[voiserPlayer]
Türkiye’de hakikatler perspektifi ile bir demokrasi anlayışı inşa etme geleneği, ülkenin 100. yılına yaklaşan Cumhuriyet dönemi içerisinde hiçbir zaman oluşturulamadı. Fakat demokrasi çabası ve yüzleşme arayışı belirli ölçüde bugüne kadar en azından deneniyordu. Türkiye’de kurulan yeni rejimin özelliğinden kaynaklanan bir takım tecrübeler, Erdoğan ve AKP iktidarının değişimine dair demokratik umutları ülke tarihinde ilk kez sorgulatmıştır. Türkiye’de bu dönem ve bu dönemin gelişiminde rolü olan siyasal olaylar, “post truth” kavramının açığa çıkışı ve demokrasinin manipülasyon ve kutuplaştırıcı bir dille nasıl otokrasiye dönüştüğünün çarpıcı bir örneği.
Post Truth Nedir?

Bir veri kümesinden satırlar:
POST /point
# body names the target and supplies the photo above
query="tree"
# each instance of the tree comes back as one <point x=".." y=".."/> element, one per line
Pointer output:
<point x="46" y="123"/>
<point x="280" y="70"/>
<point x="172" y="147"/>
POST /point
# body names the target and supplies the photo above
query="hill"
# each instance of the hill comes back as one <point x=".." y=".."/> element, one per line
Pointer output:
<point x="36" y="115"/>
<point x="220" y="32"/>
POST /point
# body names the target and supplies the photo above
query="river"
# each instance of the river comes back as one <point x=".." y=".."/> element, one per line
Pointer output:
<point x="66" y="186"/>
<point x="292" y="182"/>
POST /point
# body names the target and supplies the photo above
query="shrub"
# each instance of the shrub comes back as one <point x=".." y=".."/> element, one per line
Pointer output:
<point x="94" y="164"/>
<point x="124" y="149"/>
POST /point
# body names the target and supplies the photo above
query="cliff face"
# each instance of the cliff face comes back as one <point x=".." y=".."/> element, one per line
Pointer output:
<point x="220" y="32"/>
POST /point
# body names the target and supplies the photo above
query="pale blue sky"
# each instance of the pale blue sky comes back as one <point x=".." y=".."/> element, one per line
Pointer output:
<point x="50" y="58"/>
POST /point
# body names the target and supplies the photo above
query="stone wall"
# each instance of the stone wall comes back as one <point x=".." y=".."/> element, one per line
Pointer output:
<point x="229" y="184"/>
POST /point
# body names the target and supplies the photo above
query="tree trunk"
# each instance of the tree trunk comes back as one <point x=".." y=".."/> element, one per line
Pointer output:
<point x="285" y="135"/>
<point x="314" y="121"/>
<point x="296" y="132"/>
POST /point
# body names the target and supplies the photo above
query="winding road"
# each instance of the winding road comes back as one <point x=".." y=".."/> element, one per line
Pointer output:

### Alıştırma Görevleri
- a) Kaynak metnin "[voiserPlayer]" ile başlayıp "Post Truth Nedir?" ile biten kısmını, "Cumhuriyet dönemi" ifadesinin yerine "Cumhuriyet tarihi" koyarak yeniden yazın.
- b) Kaynak metne göre, Erdoğan ve AKP iktidarının değişimine dair demokratik umutların ülke tarihinde ilk kez sorgulanmasına ne yol açmıştır?

### Sıralı Cevaplar
- a)
[voiserPlayer]
Türkiye’de hakikatler perspektifi ile bir demokrasi anlayışı inşa etme geleneği, ülkenin 100. yılına yaklaşan Cumhuriyet tarihi içerisinde hiçbir zaman oluşturulamadı. Fakat demokrasi çabası ve yüzleşme arayışı belirli ölçüde bugüne kadar en azından deneniyordu. Türkiye’de kurulan yeni rejimin özelliğinden kaynaklanan bir takım tecrübeler, Erdoğan ve AKP iktidarının değişimine dair demokratik umutları ülke tarihinde ilk kez sorgulatmıştır. Türkiye’de bu dönem ve bu dönemin gelişiminde rolü olan siyasal olaylar, “post truth” kavramının açığa çıkışı ve demokrasinin manipülasyon ve kutuplaştırıcı bir dille nasıl otokrasiye dönüştüğünün çarpıcı bir örneği.
Post Truth Nedir?

- b) Bu umutları, Türkiye'de kurulan yeni rejimin özelliğinden kaynaklanan bir takım tecrübeler ülke tarihinde ilk kez sorgulatmıştır.